Copy the entries below, from the line containing "In this photo, where can the green leaf" through the end of the entries, both included, substituting "maple leaf" for "green leaf" and leaving everything else unchanged.
Start of Given data
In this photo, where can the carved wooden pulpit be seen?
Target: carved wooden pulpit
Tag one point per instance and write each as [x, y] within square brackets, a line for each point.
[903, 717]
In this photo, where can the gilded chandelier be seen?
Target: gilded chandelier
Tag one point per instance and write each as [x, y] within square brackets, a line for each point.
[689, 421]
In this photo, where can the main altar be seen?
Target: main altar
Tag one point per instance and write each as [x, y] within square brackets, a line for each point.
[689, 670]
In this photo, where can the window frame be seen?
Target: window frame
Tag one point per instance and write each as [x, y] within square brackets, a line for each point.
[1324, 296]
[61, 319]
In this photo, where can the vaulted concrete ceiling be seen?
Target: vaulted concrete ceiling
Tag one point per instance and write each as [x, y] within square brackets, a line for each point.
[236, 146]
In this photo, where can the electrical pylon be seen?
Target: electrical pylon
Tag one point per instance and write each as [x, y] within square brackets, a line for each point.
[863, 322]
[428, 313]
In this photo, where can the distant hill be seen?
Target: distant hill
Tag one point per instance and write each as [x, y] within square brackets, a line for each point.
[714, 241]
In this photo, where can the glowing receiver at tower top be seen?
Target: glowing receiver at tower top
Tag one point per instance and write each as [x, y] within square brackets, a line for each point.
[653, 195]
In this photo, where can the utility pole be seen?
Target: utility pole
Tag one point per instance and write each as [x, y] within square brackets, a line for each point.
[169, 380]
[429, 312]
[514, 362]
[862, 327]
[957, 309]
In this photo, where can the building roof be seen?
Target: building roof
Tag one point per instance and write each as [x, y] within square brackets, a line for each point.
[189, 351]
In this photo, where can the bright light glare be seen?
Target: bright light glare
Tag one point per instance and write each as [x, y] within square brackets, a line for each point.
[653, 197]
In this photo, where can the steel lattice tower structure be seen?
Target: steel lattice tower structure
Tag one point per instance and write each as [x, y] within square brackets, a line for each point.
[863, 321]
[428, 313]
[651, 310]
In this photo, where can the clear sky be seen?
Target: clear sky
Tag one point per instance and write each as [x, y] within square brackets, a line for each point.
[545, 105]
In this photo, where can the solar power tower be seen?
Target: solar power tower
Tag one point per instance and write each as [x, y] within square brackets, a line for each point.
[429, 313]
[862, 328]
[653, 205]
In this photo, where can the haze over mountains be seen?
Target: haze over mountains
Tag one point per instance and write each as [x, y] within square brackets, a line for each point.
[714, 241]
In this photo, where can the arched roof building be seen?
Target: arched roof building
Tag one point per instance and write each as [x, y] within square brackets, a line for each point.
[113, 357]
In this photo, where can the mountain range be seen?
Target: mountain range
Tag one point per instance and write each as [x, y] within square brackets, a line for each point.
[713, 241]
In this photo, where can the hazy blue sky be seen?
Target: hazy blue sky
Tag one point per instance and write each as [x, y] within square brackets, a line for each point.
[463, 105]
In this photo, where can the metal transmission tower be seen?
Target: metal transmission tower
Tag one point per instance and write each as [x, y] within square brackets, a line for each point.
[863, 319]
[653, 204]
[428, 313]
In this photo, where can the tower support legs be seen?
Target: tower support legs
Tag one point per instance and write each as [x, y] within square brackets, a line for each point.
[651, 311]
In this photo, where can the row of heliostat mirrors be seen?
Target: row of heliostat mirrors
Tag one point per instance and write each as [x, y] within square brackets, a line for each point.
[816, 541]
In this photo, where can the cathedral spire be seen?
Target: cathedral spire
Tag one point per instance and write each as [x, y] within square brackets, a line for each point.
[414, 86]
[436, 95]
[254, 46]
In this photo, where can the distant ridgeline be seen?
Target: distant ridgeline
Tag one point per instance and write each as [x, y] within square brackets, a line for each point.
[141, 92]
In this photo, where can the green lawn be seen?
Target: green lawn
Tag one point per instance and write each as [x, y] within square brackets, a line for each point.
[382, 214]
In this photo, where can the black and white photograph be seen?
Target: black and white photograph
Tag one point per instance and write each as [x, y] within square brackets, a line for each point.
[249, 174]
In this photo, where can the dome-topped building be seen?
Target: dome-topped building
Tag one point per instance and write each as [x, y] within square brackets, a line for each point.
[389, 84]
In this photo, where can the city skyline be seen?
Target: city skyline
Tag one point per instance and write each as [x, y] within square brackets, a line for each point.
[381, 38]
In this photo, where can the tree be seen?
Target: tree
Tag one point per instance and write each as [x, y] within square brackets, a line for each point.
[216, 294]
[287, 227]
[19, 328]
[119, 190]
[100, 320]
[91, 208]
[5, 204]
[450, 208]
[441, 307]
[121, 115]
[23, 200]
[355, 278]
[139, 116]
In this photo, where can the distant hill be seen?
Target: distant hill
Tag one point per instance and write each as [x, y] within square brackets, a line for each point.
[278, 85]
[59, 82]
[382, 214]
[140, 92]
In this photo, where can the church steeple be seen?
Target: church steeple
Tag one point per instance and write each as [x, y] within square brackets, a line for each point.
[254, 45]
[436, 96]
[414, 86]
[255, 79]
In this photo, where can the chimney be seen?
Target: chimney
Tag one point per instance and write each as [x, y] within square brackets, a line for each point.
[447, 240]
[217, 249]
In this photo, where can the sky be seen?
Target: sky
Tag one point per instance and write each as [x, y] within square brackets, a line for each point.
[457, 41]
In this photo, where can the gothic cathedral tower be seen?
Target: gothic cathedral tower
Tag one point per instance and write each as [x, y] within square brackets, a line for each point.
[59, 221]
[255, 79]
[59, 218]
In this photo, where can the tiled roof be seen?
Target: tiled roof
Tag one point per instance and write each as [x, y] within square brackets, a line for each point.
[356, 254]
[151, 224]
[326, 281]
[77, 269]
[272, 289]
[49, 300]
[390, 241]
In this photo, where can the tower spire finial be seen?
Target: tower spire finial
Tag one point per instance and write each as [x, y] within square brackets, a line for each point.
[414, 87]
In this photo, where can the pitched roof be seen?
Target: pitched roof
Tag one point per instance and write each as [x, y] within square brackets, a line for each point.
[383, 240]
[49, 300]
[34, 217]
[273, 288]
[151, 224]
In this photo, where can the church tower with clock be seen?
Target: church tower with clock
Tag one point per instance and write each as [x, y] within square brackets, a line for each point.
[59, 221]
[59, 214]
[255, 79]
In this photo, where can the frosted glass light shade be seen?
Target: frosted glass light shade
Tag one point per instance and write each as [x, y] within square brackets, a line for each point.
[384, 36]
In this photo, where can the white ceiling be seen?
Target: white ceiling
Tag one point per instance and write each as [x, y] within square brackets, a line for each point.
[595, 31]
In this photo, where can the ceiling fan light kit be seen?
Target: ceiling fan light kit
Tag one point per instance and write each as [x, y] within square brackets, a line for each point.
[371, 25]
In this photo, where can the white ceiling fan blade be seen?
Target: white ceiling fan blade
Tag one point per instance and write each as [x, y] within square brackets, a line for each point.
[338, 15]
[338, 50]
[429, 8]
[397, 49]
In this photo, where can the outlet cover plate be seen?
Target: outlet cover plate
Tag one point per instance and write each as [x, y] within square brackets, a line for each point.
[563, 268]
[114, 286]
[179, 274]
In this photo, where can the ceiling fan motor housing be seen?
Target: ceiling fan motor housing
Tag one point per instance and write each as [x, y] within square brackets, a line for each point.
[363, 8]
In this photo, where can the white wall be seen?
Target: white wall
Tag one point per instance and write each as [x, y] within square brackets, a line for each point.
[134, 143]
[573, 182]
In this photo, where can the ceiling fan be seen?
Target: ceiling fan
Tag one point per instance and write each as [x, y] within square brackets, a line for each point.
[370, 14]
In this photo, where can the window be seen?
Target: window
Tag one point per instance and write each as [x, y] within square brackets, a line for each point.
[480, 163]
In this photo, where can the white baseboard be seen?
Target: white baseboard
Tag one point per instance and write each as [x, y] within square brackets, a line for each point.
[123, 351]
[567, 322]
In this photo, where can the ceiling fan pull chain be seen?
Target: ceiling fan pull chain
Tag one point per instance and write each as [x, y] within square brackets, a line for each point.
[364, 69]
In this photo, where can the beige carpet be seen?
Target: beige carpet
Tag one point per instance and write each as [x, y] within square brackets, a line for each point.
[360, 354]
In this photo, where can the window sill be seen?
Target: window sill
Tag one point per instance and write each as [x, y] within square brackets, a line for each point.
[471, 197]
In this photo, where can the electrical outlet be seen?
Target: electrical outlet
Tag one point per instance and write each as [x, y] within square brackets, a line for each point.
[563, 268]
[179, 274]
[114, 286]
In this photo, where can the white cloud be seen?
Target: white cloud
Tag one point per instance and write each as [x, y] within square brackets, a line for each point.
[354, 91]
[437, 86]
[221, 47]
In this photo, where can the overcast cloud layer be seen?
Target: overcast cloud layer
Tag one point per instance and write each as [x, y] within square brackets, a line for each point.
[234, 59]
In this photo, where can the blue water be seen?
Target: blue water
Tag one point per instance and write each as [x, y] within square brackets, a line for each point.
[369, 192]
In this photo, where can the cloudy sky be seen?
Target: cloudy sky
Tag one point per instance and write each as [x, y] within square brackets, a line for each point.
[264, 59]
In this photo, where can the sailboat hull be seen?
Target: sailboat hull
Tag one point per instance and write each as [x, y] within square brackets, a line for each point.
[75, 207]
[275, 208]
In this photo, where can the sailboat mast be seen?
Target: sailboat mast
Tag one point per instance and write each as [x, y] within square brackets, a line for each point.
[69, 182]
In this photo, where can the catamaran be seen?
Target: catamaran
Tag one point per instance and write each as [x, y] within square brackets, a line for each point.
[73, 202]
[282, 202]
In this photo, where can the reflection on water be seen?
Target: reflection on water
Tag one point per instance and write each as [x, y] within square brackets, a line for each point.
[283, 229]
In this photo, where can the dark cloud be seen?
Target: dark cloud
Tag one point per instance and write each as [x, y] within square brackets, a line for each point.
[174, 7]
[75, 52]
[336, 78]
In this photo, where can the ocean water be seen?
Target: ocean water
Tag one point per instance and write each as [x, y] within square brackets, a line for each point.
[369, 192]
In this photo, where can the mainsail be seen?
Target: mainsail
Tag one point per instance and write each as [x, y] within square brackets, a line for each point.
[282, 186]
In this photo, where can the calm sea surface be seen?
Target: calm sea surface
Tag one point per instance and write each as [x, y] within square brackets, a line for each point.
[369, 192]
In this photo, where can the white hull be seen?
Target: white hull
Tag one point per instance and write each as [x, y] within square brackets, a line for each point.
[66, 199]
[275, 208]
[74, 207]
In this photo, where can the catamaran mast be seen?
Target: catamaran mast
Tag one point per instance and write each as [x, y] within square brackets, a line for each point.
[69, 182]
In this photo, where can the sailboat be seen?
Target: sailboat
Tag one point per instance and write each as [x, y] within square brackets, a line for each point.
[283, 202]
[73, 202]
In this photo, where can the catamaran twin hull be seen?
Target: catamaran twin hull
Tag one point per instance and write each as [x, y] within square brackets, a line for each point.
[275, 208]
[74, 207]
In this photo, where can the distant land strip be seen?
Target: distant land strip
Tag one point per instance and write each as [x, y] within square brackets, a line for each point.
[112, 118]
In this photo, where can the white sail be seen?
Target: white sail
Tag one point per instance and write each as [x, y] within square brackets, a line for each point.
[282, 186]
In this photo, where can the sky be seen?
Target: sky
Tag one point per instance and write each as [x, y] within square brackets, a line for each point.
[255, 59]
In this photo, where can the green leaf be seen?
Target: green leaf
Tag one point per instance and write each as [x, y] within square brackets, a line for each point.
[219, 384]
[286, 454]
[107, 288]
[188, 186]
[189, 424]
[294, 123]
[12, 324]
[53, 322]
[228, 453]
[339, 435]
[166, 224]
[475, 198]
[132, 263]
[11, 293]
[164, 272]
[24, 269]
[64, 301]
End of Given data
Solution to this exercise:
In this photo, where can the maple leaf be seen?
Target: maple leaf
Tag one point per instance and write each as [x, y] within square brackets, a line for each point.
[219, 384]
[286, 454]
[107, 288]
[188, 186]
[189, 424]
[294, 123]
[12, 324]
[53, 322]
[228, 453]
[339, 435]
[166, 224]
[475, 198]
[132, 263]
[11, 293]
[164, 272]
[24, 269]
[64, 301]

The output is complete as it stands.